Return the account of the Belgian royal visit to Niagara Falls below in full, word for word.
— BEGIN Text shown —
The King And Queen Of The Belgians Visit Niagara Falls

In 1919, the Belgian royal family toured the United States. One of their stops was Niagara Falls. Here’s an account of their visit:

Since Louis Hennepin, the Belgian explorer, described Niagara Falls for the first time in 1663, much has been written about this wonder. Still, as Roosevelt said, one can only realize what these falls are really like when one has seen them with one’s own eyes.

The King remained for a long while leaning over the railing of one of the rocks which dominated the falls. His wide open eyes and the delighted expression on his face showed his admiration for this great river which swept down in immense waves, hurling itself from a height of 167 feet. A column of mist and water-dust rose from the abyss across which a rainbow, like a jewel sparkling through golden hair, described its luminous arc. As one of the guides explained to our Sovereign, scientists calculated that it must have taken the river 35,000 to 75,000 years to gnaw through the coralline stone, which formerly made it change its course and precipitate itself at this spot. Fifteen million cubes of water fall there per minute.
— END Text shown —
— BEGIN Record list —
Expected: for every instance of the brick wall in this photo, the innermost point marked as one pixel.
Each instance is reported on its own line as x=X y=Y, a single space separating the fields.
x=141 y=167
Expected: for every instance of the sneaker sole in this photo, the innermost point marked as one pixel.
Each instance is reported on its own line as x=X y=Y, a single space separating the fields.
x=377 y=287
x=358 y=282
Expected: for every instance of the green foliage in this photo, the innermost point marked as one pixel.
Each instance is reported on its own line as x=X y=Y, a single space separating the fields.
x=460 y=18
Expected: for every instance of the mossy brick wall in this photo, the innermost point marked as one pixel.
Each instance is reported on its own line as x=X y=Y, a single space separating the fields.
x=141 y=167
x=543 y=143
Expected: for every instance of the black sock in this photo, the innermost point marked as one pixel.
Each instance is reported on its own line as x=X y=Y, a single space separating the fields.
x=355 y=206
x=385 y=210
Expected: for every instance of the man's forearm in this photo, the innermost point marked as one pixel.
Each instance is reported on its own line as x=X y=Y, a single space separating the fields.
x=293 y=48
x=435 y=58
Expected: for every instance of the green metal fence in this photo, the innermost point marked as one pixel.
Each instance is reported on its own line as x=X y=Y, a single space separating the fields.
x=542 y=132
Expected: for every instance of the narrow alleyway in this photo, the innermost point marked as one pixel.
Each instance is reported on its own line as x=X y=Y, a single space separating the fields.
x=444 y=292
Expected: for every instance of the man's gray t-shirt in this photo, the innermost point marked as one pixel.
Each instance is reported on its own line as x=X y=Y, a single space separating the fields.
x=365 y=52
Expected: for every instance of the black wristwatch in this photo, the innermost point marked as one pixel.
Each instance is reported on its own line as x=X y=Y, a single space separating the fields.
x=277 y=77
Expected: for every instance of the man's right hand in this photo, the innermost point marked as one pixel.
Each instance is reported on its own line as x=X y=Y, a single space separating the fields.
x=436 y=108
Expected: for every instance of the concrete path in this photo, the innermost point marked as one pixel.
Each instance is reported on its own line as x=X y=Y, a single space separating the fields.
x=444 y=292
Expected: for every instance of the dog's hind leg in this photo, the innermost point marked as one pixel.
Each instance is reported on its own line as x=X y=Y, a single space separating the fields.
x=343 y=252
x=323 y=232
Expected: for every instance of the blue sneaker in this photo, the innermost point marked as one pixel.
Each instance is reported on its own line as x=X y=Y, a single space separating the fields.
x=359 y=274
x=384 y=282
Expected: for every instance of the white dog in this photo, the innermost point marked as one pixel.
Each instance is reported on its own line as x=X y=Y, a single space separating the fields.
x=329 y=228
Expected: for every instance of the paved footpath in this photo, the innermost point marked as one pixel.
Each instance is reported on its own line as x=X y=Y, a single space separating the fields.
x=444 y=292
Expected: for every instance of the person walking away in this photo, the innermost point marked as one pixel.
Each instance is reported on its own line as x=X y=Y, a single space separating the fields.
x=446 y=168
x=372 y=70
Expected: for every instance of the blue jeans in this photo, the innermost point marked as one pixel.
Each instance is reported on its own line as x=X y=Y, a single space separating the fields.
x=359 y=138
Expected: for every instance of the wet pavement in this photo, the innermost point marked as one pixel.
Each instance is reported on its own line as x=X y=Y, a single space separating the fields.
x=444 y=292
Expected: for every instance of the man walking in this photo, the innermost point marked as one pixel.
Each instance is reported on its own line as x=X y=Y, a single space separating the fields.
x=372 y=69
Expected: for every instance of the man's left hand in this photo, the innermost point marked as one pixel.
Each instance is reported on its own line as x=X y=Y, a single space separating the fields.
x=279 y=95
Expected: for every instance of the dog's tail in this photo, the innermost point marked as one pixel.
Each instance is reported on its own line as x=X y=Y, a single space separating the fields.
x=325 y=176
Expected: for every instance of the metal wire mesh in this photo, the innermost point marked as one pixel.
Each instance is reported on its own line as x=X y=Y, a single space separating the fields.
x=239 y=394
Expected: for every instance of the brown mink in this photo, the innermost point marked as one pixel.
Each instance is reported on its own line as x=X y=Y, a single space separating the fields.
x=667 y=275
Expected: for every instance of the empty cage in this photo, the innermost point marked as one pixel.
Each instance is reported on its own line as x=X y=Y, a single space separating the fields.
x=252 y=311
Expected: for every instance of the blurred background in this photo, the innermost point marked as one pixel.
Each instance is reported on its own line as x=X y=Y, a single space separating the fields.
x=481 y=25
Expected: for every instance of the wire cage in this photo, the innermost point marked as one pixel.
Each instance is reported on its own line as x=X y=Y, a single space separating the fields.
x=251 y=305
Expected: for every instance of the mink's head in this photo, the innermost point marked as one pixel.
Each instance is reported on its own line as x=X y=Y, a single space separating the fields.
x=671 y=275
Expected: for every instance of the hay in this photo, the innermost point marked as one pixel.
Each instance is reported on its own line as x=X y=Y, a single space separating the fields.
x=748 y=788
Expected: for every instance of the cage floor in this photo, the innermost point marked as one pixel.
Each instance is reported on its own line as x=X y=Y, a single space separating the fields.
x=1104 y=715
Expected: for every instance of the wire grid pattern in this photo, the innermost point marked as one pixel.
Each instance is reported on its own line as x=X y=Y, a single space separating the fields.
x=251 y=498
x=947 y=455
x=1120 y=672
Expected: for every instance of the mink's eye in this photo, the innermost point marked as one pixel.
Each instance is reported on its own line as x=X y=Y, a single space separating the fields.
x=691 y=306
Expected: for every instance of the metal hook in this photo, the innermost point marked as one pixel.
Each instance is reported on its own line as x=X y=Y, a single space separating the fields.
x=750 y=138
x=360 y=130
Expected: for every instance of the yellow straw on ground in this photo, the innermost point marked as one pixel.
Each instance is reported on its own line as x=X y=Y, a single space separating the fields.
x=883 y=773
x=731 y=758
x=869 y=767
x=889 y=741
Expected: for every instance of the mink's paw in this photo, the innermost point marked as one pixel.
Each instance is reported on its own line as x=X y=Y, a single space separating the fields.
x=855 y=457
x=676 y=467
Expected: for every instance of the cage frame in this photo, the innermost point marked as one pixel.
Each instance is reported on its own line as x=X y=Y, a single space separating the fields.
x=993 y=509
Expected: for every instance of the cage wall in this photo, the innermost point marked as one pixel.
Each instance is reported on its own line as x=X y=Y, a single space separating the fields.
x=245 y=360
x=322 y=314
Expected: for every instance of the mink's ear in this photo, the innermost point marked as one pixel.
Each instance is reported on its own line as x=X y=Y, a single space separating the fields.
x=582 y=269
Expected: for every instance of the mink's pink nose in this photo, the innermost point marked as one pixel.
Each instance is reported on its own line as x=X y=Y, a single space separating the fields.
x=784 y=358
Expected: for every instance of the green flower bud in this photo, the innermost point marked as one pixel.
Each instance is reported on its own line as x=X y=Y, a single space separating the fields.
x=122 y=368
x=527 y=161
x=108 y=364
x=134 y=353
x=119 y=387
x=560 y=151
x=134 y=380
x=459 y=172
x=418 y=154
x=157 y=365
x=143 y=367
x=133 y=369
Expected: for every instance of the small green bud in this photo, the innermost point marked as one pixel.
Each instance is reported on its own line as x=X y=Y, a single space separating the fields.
— END Record list —
Result of the exercise |
The King And Queen Of The Belgians Visit Niagara Falls

In 1919, the Belgian royal family toured the United States. One of their stops was Niagara Falls. Here’s an account of their visit:

Since Louis Hennepin, the Belgian explorer, described Niagara Falls for the first time in 1663, much has been written about this wonder. Still, as Roosevelt said, one can only realize what these falls are really like when one has seen them with one’s own eyes.

The King remained for a long while leaning over the railing of one of the rocks which dominated the falls. His wide open eyes and the delighted expression on his face showed his admiration for this great river which swept down in immense waves, hurling itself from a height of 167 feet. A column of mist and water-dust rose from the abyss across which a rainbow, like a jewel sparkling through golden hair, described its luminous arc. As one of the guides explained to our Sovereign, scientists calculated that it must have taken the river 35,000 to 75,000 years to gnaw through the coralline stone, which formerly made it change its course and precipitate itself at this spot. Fifteen million cubes of water fall there per minute.